James Leavey


 Sharing an Ashtray with James Leavey
By James Leavey

Kinky Friedman

The day James Leavey first met Kinky Friedman

…actually took place about four years ago. We have occasionally bumped into each other, since, which is all just a pathetic excuse to write this crappy introduction that doesn't really justice to such a brilliant writer…Oh well, here goes nothing...

It was a far more interesting week than I envisaged when it first started.

On Monday I got an unexpected call from Kinky Friedman, who had just arrived at a hotel in Bloomsbury, across the road from the offices of his London publishers, Faber and Faber.

For those of you who have never heard of him, Kinky is the former leader of the outrageous country-and-western band, Kinky Friedman and The Texas Jewboys. He is also the author of a series of internationally acclaimed detective novels featuring himself (kind-of) as a wise-cracking, cigar-smoking, female-hosing, cat-loving sleuth, and most of his close friends playing themselves.

His countless fans include President Clinton, yours truly, and discerning pals: Willie Nelson, Ken Kesey, Bob Dylan and the late Joseph Heller.

What's he like to read? Well, if you've ever wondered what Raymond Chandler and Groucho Marx would write if they teamed up while doped to the gills on acid, Kinky is the man for you.

I'd got to know the Kingster, as he is also known, through a mutual friend – Michael Dillon, the genial patron/owner of Gerry's, a London members-only basement club in Soho. And sent him copies of my books, The FOREST Guide to Smoking in London and The FOREST Smoker's Guide to Scotland.

------

Directions
Copy the stretch of the Kinky Friedman piece from "The day James" through "it first started.", swapping "week" for "month" wherever it occurs.

------

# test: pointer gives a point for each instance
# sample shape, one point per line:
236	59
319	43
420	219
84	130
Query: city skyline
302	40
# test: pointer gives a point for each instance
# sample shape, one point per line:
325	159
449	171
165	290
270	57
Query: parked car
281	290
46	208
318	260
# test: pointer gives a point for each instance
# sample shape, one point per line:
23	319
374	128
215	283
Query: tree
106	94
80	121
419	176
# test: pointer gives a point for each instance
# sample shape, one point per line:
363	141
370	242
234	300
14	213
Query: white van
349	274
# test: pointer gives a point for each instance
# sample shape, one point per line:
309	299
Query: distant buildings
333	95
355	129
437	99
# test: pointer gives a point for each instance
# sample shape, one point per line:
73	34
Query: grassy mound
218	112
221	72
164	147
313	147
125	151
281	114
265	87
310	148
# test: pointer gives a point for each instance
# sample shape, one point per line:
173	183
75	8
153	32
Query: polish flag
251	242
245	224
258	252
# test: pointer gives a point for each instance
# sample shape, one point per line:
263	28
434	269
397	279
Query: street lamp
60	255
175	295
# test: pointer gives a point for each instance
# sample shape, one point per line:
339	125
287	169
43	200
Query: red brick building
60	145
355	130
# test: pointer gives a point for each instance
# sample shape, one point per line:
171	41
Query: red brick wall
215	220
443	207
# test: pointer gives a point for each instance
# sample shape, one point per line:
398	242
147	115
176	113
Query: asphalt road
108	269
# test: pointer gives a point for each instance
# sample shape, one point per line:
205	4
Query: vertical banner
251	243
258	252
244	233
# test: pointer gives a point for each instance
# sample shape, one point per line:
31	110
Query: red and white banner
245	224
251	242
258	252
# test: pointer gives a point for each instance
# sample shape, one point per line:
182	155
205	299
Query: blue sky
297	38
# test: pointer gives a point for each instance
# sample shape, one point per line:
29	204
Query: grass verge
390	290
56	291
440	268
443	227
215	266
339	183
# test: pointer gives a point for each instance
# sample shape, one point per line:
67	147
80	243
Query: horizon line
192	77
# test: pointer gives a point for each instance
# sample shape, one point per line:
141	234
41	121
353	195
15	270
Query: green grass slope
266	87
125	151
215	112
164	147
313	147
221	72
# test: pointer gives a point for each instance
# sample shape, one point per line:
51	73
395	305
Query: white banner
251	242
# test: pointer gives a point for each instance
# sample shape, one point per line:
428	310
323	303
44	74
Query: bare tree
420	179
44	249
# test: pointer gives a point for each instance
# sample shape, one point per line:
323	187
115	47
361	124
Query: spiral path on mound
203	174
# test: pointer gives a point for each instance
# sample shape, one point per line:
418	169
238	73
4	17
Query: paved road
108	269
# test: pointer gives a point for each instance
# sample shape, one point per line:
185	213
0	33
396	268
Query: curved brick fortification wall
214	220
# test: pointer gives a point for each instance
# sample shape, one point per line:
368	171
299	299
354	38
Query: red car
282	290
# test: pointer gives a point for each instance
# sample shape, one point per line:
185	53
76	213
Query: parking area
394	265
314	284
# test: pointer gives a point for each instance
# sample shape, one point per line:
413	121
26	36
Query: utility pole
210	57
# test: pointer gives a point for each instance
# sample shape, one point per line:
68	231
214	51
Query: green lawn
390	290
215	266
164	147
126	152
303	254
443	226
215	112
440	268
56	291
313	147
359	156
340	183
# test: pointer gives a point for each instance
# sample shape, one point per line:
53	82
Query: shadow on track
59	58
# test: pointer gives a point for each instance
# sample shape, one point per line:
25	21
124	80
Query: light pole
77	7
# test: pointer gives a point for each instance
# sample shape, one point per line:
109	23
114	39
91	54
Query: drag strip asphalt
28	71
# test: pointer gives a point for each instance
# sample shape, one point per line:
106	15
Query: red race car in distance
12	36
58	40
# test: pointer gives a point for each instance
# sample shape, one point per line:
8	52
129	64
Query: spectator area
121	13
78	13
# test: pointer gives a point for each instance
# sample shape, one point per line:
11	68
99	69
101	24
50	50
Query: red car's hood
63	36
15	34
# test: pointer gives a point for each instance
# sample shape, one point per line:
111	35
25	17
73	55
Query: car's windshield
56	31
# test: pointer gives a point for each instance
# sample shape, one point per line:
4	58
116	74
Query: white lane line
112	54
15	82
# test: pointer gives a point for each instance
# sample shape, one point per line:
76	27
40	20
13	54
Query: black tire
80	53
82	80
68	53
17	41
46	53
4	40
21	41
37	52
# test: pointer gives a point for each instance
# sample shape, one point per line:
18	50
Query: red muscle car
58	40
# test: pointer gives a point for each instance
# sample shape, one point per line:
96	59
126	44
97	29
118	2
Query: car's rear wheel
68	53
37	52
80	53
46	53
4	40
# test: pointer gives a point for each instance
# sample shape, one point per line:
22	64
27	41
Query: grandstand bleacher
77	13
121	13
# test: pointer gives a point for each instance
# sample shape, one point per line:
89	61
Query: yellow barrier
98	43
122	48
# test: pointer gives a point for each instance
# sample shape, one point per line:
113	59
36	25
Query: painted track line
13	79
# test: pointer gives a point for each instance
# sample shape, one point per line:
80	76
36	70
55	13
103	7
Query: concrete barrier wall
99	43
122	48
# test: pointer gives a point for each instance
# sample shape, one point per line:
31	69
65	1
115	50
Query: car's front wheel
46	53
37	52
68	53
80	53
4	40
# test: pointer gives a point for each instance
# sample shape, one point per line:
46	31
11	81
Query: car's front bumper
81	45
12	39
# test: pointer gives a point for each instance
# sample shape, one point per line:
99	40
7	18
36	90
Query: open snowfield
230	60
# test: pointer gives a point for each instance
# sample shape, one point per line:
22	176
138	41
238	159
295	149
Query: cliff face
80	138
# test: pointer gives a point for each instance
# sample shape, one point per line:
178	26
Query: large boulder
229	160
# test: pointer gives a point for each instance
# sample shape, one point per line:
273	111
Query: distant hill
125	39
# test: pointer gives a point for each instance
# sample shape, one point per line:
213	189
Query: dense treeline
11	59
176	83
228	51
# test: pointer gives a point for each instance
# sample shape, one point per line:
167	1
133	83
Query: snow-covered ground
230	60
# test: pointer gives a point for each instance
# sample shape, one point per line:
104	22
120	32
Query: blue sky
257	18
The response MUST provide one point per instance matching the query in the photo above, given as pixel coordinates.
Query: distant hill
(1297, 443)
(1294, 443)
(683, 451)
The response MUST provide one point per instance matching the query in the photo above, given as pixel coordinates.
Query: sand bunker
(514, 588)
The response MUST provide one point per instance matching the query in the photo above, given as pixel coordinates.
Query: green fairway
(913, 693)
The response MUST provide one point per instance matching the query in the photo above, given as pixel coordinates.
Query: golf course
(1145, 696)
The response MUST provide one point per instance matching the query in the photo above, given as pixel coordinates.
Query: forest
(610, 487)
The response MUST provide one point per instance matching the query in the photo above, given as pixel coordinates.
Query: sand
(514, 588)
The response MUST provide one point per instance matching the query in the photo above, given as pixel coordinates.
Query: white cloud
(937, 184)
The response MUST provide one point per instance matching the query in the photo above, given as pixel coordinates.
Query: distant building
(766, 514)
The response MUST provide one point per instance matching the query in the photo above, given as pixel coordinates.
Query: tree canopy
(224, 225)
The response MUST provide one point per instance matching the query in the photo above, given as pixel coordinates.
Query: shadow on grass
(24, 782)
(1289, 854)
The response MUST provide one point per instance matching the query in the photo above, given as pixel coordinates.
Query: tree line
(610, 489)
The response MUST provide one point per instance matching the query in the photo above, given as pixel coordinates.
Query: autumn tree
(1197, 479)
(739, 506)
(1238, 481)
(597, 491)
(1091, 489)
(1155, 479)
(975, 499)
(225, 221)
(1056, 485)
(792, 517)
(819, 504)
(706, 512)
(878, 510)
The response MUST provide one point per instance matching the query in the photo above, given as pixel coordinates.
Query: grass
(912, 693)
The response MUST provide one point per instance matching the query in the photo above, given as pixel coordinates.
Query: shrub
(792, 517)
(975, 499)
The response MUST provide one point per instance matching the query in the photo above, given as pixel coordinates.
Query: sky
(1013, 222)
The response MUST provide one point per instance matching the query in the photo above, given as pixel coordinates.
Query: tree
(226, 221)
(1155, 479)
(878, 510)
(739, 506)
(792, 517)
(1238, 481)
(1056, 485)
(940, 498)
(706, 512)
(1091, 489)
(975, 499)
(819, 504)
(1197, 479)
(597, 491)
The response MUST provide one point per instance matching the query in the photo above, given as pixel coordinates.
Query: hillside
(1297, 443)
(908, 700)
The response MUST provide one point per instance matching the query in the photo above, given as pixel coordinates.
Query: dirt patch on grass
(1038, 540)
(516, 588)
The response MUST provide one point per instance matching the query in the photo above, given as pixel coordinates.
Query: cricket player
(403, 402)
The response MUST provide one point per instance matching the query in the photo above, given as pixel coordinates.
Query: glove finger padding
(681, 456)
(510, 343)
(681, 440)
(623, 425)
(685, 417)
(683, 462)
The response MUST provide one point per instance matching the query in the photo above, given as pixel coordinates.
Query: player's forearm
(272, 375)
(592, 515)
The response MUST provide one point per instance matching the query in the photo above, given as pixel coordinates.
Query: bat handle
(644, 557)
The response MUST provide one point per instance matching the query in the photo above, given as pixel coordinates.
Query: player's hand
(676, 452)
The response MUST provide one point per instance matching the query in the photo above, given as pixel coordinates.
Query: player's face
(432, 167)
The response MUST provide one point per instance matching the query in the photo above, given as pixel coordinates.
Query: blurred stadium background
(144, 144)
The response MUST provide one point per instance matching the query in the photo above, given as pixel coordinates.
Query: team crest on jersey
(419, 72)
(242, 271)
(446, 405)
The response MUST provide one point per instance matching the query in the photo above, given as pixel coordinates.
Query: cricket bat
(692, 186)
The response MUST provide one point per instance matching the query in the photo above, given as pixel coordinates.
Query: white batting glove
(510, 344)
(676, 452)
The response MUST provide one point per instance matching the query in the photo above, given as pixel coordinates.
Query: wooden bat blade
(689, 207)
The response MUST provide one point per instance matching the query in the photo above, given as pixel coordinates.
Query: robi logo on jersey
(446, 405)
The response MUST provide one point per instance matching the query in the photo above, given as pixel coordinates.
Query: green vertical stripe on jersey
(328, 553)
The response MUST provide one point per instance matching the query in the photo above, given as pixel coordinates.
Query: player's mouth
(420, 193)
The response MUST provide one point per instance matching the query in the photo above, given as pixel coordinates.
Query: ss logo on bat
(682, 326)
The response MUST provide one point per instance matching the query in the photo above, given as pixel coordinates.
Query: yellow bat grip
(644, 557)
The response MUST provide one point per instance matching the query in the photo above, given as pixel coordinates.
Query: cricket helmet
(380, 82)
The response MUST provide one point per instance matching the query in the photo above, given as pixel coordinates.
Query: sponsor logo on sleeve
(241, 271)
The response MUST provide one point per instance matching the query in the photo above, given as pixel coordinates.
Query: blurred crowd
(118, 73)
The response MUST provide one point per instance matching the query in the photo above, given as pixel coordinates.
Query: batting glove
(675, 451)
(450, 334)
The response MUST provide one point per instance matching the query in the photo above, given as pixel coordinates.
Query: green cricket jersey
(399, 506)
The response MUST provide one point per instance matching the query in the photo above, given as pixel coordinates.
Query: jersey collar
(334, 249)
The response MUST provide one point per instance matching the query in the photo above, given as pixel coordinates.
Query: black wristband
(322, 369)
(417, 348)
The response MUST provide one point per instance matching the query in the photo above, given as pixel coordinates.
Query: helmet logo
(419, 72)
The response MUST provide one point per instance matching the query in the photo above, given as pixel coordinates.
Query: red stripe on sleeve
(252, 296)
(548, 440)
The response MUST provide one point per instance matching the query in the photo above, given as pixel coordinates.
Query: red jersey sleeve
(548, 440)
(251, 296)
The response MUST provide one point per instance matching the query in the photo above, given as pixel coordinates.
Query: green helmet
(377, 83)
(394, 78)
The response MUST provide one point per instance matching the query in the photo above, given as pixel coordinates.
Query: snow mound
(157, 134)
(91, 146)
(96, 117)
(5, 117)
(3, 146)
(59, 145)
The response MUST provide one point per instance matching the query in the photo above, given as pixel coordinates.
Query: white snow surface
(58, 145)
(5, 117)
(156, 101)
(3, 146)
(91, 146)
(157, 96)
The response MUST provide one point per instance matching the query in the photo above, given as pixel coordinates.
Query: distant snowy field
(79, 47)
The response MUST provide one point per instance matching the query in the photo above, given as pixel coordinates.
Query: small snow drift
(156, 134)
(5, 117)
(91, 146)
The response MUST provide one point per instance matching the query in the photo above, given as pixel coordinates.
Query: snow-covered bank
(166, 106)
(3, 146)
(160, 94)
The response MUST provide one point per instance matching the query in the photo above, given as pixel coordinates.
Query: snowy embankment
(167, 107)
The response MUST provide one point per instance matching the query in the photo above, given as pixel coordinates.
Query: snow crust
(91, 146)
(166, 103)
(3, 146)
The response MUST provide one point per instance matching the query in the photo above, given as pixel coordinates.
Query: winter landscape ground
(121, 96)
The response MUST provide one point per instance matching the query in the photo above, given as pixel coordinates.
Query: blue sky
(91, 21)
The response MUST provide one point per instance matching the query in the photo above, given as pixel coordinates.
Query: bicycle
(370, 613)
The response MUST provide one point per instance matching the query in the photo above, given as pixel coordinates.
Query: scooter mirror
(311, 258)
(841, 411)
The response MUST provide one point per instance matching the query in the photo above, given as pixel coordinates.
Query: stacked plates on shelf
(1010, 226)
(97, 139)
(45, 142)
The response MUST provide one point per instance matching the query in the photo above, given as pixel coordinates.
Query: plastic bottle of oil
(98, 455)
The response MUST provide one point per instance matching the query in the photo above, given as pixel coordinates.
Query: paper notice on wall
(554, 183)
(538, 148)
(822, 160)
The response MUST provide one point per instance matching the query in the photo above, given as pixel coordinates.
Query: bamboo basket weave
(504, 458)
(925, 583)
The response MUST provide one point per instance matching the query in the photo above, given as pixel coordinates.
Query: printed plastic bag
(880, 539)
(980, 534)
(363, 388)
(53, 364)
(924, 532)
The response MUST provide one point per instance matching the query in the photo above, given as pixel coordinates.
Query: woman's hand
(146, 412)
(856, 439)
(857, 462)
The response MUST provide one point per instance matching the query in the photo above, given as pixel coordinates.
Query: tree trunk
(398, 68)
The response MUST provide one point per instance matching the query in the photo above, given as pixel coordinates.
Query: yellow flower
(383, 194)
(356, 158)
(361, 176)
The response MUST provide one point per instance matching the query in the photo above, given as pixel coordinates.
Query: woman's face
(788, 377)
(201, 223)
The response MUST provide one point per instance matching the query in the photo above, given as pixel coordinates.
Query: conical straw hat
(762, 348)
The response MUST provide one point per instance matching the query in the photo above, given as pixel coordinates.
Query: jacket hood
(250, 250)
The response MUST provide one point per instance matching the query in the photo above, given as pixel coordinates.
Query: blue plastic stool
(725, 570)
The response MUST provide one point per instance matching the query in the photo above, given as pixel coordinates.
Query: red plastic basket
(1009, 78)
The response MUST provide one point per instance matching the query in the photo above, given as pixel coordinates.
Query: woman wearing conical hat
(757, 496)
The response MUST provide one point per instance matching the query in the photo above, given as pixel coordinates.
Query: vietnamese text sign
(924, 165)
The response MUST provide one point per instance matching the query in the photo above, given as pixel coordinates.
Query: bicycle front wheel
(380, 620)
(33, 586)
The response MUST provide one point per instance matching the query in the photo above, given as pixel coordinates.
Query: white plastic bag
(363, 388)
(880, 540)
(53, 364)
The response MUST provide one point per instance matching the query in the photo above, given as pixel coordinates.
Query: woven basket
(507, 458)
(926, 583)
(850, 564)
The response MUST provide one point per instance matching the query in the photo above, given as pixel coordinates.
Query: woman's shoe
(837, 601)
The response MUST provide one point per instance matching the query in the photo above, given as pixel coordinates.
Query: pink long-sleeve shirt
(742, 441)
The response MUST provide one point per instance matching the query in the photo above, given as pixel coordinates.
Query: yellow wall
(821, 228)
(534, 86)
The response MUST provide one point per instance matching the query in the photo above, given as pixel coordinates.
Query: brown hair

------

Reply to the exercise
The day James Leavey first met Kinky Friedman

…actually took place about four years ago. We have occasionally bumped into each other, since, which is all just a pathetic excuse to write this crappy introduction that doesn't really justice to such a brilliant writer…Oh well, here goes nothing...

It was a far more interesting month than I envisaged when it first started.